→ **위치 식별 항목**
▬▬▬▬▬▬▬▬▬▬

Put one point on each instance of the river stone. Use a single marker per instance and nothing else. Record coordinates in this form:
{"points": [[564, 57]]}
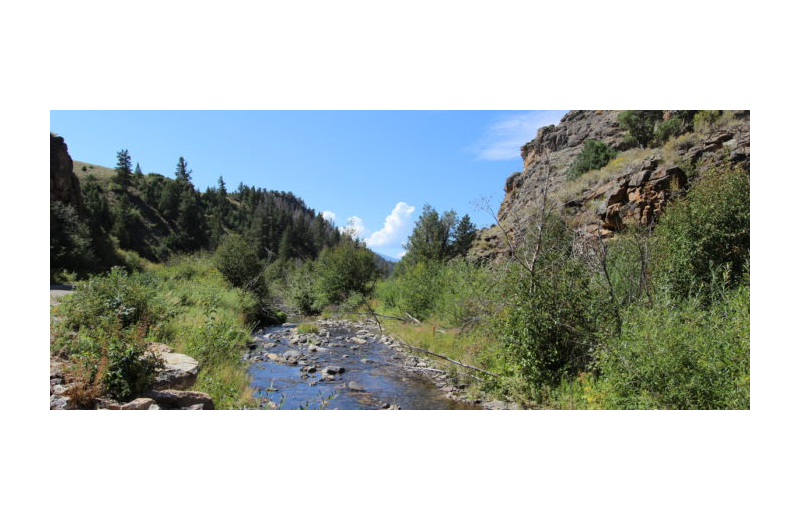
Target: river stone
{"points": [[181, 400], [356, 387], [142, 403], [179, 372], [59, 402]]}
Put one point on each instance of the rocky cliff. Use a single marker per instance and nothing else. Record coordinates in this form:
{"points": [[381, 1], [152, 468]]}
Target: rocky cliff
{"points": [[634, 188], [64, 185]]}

▬▬▬▬▬▬▬▬▬▬

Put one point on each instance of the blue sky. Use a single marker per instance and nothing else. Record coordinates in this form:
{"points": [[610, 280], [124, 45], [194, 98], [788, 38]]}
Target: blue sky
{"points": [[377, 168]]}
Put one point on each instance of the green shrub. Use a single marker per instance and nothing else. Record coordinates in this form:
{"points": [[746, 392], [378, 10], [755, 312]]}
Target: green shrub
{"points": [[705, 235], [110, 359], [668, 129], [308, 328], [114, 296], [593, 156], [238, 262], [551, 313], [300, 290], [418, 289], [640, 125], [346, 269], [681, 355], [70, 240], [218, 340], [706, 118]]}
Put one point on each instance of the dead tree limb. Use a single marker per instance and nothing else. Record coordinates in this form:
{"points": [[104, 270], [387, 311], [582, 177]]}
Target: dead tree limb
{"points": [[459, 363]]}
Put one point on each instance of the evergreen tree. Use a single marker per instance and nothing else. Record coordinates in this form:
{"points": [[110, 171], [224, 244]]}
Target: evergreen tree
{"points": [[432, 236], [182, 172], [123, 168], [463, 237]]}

▬▬▬▬▬▬▬▬▬▬

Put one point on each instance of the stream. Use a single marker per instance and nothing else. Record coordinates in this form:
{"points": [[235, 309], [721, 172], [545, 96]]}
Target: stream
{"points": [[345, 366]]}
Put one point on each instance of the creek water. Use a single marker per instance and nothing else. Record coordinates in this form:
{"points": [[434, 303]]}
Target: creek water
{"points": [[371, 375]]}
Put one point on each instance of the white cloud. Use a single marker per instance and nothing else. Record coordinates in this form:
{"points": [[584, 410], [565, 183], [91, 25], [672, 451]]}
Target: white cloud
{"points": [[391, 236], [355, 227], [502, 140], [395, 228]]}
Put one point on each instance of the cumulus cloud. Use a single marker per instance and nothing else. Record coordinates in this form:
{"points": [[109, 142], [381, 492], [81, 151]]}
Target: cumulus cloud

▬▬▬▬▬▬▬▬▬▬

→ **주어진 문제**
"Put one point on each instance of the cumulus"라는 문구가 있는 줄부터 "Target: cumulus cloud"라는 문구가 있는 줄까지 모두, 빈 줄은 빼고 '번호'와 '기록 줄' 두 열로 된 마크다운 표로 바꿔 주시겠어요?

→ **이 문제의 답**
| 번호 | 기록 줄 |
|---|---|
| 1 | Put one point on each instance of the cumulus cloud. Use a single marker per instance and nothing else. Record coordinates in this form: |
| 2 | {"points": [[109, 142], [381, 492], [81, 151]]} |
| 3 | Target: cumulus cloud |